(Region pointing data)
━━━━━━━━━━━━━━━━━━━━━━━━━━━━━━

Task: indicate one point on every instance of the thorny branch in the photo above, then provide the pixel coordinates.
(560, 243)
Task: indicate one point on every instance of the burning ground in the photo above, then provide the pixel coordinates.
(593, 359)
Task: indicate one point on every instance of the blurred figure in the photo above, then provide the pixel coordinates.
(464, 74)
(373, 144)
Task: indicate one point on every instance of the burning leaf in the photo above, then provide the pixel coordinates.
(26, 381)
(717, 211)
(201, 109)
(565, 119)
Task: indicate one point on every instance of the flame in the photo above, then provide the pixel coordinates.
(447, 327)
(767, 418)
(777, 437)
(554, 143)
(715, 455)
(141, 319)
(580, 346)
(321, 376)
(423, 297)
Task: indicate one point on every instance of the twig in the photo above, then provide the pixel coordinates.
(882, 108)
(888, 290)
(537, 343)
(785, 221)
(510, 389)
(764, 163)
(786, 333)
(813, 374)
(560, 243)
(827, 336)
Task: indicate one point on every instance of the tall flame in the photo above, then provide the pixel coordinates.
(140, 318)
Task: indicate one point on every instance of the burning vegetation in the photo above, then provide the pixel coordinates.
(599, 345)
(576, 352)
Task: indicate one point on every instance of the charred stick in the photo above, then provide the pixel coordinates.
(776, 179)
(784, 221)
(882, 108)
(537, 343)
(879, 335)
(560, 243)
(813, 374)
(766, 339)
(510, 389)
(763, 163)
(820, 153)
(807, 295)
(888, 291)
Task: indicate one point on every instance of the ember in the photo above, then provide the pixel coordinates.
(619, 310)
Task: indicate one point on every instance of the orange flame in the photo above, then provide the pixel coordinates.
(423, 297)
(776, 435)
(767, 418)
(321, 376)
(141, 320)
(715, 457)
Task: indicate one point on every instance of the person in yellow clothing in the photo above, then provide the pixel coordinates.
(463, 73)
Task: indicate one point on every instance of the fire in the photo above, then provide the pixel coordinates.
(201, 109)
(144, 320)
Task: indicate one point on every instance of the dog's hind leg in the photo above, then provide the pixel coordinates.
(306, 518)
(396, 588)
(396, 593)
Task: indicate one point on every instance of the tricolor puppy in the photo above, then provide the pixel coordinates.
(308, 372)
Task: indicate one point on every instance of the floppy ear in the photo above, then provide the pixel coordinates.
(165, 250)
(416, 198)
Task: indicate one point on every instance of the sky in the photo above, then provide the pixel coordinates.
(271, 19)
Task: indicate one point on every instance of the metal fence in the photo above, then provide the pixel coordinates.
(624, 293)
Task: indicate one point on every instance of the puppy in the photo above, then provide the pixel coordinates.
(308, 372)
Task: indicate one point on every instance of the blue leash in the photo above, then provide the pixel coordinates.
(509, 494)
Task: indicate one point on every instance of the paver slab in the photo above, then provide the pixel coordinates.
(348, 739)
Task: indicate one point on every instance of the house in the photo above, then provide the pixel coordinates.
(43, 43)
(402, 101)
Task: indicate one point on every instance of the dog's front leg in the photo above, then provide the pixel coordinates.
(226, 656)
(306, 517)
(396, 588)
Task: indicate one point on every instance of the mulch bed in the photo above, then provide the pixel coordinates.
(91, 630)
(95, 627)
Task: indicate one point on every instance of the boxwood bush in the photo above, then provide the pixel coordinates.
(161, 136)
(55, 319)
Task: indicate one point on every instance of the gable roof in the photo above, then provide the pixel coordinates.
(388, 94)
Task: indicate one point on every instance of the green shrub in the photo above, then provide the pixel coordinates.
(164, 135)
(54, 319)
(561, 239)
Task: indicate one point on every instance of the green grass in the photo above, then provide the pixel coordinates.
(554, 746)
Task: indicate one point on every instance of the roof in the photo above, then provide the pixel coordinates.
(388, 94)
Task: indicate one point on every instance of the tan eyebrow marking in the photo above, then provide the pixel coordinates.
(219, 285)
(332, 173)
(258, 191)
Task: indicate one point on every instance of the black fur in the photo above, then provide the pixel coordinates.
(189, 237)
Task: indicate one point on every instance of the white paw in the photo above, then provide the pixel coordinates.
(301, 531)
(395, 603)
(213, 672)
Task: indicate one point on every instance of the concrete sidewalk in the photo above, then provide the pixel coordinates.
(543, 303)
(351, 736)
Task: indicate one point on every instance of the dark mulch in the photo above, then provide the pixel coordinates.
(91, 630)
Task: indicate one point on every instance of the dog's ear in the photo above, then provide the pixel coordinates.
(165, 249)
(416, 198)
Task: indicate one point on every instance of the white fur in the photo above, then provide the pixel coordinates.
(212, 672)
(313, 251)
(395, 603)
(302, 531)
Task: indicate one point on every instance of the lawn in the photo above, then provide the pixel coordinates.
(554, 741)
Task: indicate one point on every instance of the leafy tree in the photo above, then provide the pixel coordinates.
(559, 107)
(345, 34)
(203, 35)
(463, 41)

━━━━━━━━━━━━━━━━━━━━━━━━━━━━━━

Produce an exact copy of the entries above.

Task: indicate one point on every instance of the thorny branch in the photo above, then provide the pixel coordinates.
(560, 243)
Task: indicate one point on every instance of the burning ground in the photo above, then provide the pixel coordinates.
(593, 359)
Task: indicate one point on every instance of the blurred figure in the photo above, then provide the pixel coordinates.
(464, 74)
(373, 144)
Task: indicate one point on every instance of the burning leaf in the photo above, then provide the pixel coordinates.
(26, 381)
(717, 211)
(201, 109)
(565, 119)
Task: indicate one point on every instance of the flame in the photo above, then provide the pixel coordinates.
(447, 327)
(767, 418)
(777, 437)
(554, 143)
(715, 455)
(141, 319)
(580, 346)
(321, 376)
(423, 297)
Task: indicate one point on every instance of the twig in the photo above, then provide the pixel coordinates.
(882, 108)
(888, 290)
(537, 343)
(785, 221)
(510, 389)
(764, 163)
(786, 333)
(813, 374)
(560, 243)
(827, 336)
Task: indicate one point on every instance of the tall flame in the photo above, then provide the pixel coordinates.
(140, 318)
Task: indicate one point on every instance of the burning vegetation in the photo above, then provide the pixel coordinates.
(599, 345)
(576, 352)
Task: indicate one point on every instance of the charred stick in the photo above, then provide the pixel coordinates.
(776, 179)
(784, 221)
(882, 108)
(537, 343)
(879, 335)
(560, 243)
(813, 374)
(766, 339)
(510, 389)
(763, 163)
(820, 153)
(807, 295)
(888, 291)
Task: indicate one point on every instance of the ember in the photo above, then provide the pixel coordinates.
(619, 310)
Task: indicate one point on every instance of the orange flame in the photo above, then provide the pixel coordinates.
(423, 297)
(776, 435)
(767, 418)
(321, 376)
(141, 320)
(715, 457)
Task: indicate one point on every instance of the person in yellow clothing in the photo above, then provide the pixel coordinates.
(463, 73)
Task: indicate one point on every instance of the fire in the photo above, then provide the pixel coordinates.
(201, 109)
(144, 320)
Task: indicate one point on every instance of the dog's hind leg in the photo above, then provide the pixel coordinates.
(306, 518)
(396, 588)
(396, 593)
Task: indicate one point on every instance of the tricolor puppy in the photo above, then provide the pixel coordinates.
(308, 372)
Task: indicate one point on every instance of the floppy ear in the photo above, then provide the pixel coordinates.
(165, 250)
(416, 198)
Task: indicate one point on every instance of the sky in the photo above, then provide the pixel coordinates.
(271, 19)
Task: indicate one point on every instance of the metal fence in the photo above, then provide the pixel coordinates.
(624, 293)
Task: indicate one point on every instance of the puppy in the photo above, then provide the pixel coordinates.
(308, 372)
Task: indicate one point on every instance of the blue leash in the photo above, then provide the pixel coordinates.
(509, 494)
Task: indicate one point on every instance of the paver slab in the photo above, then provide the pixel coordinates.
(348, 739)
Task: indicate one point on every instance of the house in the photo above, then provide the pixel coordinates.
(43, 43)
(402, 101)
Task: indicate one point on every instance of the dog's front leg in the photo above, then provide the pixel coordinates.
(226, 656)
(306, 517)
(396, 588)
Task: indicate one point on every instance of the mulch bed in the photo above, then provide the pixel coordinates.
(91, 630)
(95, 627)
Task: indicate one point on every instance of the boxwood bush in the photo above, then provide the pixel coordinates.
(161, 136)
(55, 319)
Task: indicate one point on every instance of the gable roof in the photo above, then provide the pixel coordinates.
(388, 94)
Task: indicate one point on every instance of the green shrub in the photo above, then provide the pixel coordinates.
(164, 135)
(54, 319)
(561, 239)
Task: indicate one point on every instance of the green grass in the photo above, then provide the pixel coordinates.
(554, 746)
Task: indicate one point on every instance of the roof in the photo above, then provide the pixel coordinates.
(388, 94)
Task: indicate one point on every instance of the tan eyebrow marking in the photo above, then provide the pixel coordinates.
(219, 285)
(332, 173)
(258, 191)
Task: indicate one point on every instance of the black fur in the photo above, then provide the pixel coordinates.
(189, 237)
Task: indicate one point on every instance of the white paw in the photo above, then provide the pixel coordinates.
(301, 531)
(395, 603)
(213, 672)
Task: indicate one point on every instance of the concrete sidewalk in the photo above, then provide the pixel coordinates.
(543, 303)
(351, 736)
Task: indicate one point on every instance of the dark mulch in the photo above, then provide the pixel coordinates.
(91, 630)
Task: indicate one point on every instance of the dog's ear in the photo above, then provide the pixel coordinates.
(165, 249)
(416, 198)
Task: indicate one point on every instance of the white fur in the photo above, then provide the pixel coordinates.
(212, 672)
(313, 251)
(395, 603)
(302, 531)
Task: indicate one point on every instance of the lawn in the photo above, then provide the pixel coordinates.
(554, 741)
Task: indicate one point on every instance of the leafy tree in the photo above, then provide the pixel coordinates.
(559, 107)
(345, 34)
(203, 35)
(463, 41)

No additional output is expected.